What the exercise asks
Reproduce exactly the lines beginning with the line that contains "woman's bare arm?" and ending at the final line of the material below.
-=-=-
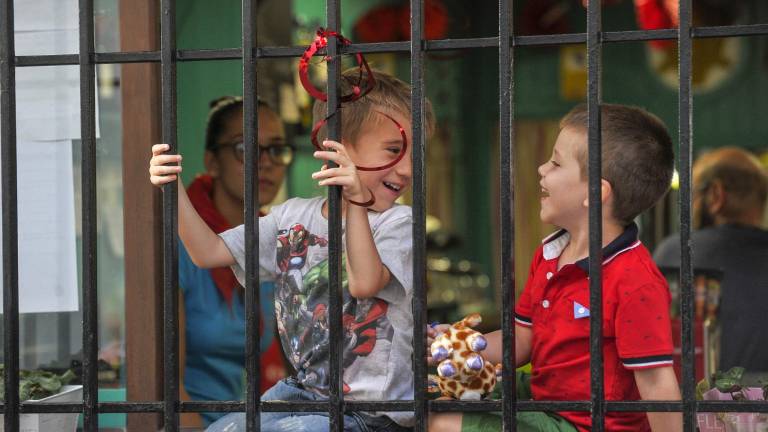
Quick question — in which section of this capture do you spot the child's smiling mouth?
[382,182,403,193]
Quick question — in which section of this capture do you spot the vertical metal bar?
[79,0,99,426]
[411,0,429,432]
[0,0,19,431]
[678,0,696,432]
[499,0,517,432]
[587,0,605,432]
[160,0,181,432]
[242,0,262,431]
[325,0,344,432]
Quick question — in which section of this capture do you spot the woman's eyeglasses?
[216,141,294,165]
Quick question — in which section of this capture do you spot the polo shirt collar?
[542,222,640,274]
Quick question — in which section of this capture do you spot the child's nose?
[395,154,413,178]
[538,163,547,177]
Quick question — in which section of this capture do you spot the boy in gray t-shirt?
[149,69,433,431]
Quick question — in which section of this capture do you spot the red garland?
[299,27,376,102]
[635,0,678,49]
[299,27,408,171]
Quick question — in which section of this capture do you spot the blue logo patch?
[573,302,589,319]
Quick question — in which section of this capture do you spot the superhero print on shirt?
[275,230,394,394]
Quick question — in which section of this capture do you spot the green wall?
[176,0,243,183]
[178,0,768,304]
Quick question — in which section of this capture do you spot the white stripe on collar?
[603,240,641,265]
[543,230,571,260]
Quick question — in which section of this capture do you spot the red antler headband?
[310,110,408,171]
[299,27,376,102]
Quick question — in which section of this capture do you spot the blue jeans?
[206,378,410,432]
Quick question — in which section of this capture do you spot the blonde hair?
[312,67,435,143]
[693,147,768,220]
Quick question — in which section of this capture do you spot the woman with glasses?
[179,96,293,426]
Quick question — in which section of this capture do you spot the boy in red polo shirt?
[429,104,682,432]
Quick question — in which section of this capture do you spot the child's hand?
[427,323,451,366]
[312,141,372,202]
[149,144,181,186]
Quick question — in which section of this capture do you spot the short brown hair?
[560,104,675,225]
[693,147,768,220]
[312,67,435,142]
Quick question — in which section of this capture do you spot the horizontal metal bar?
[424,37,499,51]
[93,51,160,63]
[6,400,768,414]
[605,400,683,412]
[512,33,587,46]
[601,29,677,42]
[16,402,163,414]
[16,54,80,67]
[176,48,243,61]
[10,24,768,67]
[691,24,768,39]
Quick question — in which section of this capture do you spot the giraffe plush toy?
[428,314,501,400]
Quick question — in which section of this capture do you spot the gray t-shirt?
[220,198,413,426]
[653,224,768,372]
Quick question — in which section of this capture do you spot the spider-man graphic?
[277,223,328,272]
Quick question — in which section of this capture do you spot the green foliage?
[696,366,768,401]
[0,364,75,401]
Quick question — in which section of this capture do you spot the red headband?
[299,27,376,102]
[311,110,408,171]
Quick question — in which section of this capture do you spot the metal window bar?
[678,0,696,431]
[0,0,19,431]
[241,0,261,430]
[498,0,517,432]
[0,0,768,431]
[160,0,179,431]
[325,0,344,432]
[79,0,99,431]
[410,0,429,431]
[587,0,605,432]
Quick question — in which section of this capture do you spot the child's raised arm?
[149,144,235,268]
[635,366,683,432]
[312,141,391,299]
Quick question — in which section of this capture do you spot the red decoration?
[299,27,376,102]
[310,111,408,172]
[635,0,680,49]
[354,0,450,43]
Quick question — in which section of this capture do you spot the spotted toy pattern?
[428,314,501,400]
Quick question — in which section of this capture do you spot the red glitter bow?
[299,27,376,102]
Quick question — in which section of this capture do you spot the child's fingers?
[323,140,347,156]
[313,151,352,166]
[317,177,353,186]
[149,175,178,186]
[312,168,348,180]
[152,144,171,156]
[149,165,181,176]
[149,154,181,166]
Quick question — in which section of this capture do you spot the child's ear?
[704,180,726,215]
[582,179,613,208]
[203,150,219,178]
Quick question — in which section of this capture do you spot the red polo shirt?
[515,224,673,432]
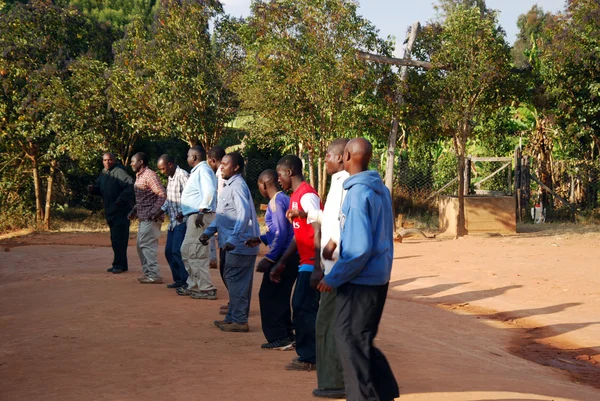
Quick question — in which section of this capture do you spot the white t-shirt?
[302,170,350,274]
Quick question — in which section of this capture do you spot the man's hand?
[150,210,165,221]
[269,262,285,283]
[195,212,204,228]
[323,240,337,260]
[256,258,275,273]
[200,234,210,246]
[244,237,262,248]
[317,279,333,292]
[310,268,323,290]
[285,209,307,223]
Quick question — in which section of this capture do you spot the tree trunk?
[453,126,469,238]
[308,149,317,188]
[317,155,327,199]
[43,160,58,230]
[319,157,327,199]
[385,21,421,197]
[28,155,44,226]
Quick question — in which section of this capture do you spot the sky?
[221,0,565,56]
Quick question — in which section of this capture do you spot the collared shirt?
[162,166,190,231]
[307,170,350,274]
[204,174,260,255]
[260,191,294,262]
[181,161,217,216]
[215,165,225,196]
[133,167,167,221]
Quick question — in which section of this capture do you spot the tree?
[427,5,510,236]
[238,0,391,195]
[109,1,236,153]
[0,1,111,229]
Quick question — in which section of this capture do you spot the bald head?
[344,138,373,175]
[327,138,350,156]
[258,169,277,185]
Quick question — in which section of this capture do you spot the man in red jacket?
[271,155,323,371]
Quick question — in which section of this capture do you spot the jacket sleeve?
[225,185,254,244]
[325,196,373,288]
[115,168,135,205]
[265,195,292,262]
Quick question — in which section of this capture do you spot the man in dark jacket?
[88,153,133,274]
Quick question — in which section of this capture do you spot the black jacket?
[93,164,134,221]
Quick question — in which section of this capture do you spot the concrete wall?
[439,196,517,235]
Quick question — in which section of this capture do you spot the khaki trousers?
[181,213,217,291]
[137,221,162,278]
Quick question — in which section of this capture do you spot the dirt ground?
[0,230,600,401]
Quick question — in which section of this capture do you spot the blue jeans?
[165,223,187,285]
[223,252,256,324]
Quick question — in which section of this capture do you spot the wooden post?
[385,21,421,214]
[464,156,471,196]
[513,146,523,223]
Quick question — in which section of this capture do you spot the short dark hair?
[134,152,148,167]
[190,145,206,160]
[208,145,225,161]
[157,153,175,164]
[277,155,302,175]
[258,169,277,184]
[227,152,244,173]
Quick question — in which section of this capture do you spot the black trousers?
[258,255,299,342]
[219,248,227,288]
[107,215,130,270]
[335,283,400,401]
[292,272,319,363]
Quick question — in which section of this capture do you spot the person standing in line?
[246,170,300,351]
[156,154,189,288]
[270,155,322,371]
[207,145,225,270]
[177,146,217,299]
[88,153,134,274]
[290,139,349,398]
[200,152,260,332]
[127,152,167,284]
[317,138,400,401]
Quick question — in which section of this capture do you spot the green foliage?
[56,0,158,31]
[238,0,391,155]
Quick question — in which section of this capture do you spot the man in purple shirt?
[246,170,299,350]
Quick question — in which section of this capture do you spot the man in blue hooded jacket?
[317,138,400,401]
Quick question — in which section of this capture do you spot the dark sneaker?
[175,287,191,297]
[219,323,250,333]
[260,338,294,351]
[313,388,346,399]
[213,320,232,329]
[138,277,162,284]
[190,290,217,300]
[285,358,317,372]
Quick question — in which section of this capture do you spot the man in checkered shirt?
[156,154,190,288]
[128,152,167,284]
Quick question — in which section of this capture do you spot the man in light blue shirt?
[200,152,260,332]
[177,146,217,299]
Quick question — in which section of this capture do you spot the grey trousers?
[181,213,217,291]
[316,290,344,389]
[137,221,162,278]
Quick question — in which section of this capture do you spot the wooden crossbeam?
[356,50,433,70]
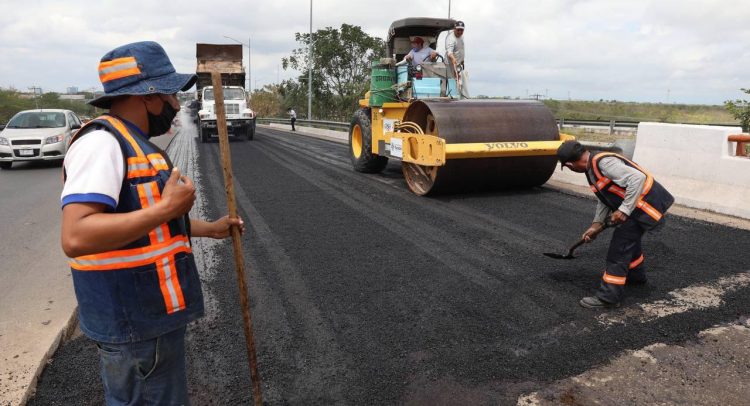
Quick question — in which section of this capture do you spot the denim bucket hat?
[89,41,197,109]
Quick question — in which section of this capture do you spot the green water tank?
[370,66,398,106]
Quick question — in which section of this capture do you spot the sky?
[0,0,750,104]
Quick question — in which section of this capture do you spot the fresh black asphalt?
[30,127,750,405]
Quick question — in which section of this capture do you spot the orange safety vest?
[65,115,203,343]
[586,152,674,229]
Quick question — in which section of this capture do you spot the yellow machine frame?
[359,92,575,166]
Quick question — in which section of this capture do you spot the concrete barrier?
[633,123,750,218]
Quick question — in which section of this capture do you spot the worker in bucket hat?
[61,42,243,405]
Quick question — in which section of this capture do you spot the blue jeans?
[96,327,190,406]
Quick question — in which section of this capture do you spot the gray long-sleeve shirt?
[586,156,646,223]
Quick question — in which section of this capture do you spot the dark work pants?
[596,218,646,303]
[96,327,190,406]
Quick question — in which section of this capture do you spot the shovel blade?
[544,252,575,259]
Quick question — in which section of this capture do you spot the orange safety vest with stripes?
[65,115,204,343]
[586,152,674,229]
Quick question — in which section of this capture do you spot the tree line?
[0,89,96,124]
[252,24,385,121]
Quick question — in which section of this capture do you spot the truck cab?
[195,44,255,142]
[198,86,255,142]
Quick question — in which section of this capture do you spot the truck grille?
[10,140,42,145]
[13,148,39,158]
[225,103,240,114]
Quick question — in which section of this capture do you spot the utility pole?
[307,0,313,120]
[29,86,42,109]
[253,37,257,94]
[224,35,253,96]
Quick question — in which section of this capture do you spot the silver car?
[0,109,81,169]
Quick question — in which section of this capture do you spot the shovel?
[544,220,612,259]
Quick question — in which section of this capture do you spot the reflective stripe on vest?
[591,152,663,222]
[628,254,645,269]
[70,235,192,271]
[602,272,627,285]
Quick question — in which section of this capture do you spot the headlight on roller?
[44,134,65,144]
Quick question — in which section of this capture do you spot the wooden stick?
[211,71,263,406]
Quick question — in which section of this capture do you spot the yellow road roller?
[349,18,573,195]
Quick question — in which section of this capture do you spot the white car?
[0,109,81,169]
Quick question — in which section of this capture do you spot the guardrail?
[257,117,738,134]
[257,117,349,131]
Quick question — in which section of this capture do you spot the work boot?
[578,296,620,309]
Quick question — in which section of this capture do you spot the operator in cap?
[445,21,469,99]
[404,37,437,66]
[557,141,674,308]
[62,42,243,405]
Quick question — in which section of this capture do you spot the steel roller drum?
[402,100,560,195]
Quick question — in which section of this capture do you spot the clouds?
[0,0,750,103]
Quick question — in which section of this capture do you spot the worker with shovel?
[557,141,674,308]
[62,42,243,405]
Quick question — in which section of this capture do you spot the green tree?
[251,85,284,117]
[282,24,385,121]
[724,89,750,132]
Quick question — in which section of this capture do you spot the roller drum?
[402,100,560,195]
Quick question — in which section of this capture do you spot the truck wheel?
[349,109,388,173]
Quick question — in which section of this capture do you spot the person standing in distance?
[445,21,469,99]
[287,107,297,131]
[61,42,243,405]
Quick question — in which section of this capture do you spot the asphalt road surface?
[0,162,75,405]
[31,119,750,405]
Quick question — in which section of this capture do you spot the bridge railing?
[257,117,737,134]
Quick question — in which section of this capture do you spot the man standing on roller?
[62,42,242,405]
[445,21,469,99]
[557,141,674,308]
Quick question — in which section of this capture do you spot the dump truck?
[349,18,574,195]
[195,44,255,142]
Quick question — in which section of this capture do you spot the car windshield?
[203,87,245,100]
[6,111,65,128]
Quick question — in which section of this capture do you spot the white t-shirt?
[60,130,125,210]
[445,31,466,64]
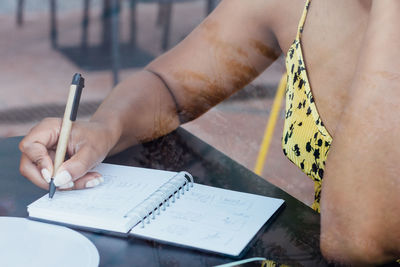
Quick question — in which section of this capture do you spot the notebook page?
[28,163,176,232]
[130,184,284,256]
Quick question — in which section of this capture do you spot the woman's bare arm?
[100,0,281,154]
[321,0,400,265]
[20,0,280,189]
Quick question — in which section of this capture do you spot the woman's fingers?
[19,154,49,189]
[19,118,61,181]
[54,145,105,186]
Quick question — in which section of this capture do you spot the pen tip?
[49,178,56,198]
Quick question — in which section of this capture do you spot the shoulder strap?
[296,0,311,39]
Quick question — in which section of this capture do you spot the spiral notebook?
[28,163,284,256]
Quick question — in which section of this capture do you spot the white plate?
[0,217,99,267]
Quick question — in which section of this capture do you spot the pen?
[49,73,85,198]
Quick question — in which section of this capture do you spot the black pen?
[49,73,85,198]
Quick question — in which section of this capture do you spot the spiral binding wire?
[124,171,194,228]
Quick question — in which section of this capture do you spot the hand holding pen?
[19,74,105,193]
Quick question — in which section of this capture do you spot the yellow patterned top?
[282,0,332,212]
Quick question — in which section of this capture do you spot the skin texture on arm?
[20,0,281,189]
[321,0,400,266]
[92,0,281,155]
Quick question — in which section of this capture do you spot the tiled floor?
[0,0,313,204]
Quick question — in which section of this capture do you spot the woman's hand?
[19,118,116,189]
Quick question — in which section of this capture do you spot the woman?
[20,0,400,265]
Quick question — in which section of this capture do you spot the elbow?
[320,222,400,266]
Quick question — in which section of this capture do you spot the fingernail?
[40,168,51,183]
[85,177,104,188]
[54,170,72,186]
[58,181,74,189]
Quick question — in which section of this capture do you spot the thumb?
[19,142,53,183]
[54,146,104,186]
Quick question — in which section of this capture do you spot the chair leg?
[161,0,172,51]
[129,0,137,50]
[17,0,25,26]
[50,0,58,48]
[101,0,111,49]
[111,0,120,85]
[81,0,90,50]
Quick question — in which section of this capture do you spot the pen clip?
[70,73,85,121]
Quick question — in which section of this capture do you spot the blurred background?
-=-=-
Task response
Quick question — in which section of this capture do you spot the woman's bare arm?
[100,0,281,154]
[321,0,400,265]
[20,0,280,189]
Quick question — in which section of this capture do you spot the woman's fingers?
[19,154,49,189]
[19,118,61,181]
[54,145,105,186]
Quick question — in which section of this capture do you spot the pen tip?
[49,178,56,198]
Quick question — in which section of this capture do you spot the shoulder strap?
[296,0,311,39]
Quick question — in which section of this capture do you spot the spiral notebook?
[28,163,284,256]
Quick question — in which section of this capture do you spot the white plate?
[0,217,99,267]
Quick question — in which section of this capture do you spot the pen?
[49,73,85,198]
Quick question — in which section of this capture do you spot the black pen?
[49,73,85,198]
Quick question — in which section of this capture do you spot the spiral binding wire?
[124,171,194,228]
Quick question — in which section of this capture do you spot the hand holding pen?
[19,74,105,193]
Quick question — in which section of this capture do you spot the yellow patterned top?
[282,0,332,212]
Quick question — in which section of this capture do you spot the skin texture on arm?
[20,0,281,189]
[321,0,400,266]
[92,0,281,155]
Quick question — in which section of this capture do you spot the tiled floor?
[0,0,313,204]
Quick question — in which section of this capture do you spot the woman's hand?
[19,118,116,189]
Quick question — in which section of this capture do you spot the woman?
[20,0,400,265]
Quick question — in which section of this capture do you spot the elbow?
[320,222,400,266]
Quick question — in which section of this capture do you spot the fingernail?
[40,168,51,183]
[85,177,104,188]
[54,170,72,186]
[58,181,74,189]
Quick question — in which section of this capture do you spot the thumb?
[19,142,53,183]
[54,146,104,186]
Quick question — in which section of this capture do you spot the chair leg?
[161,0,172,51]
[129,0,137,50]
[17,0,25,26]
[50,0,58,48]
[101,0,111,49]
[111,0,120,85]
[81,0,90,50]
Quick question — in which section of this capture do you spot the pen clip?
[70,73,85,121]
Quick question — in which section of this capture do you spot the blurred background?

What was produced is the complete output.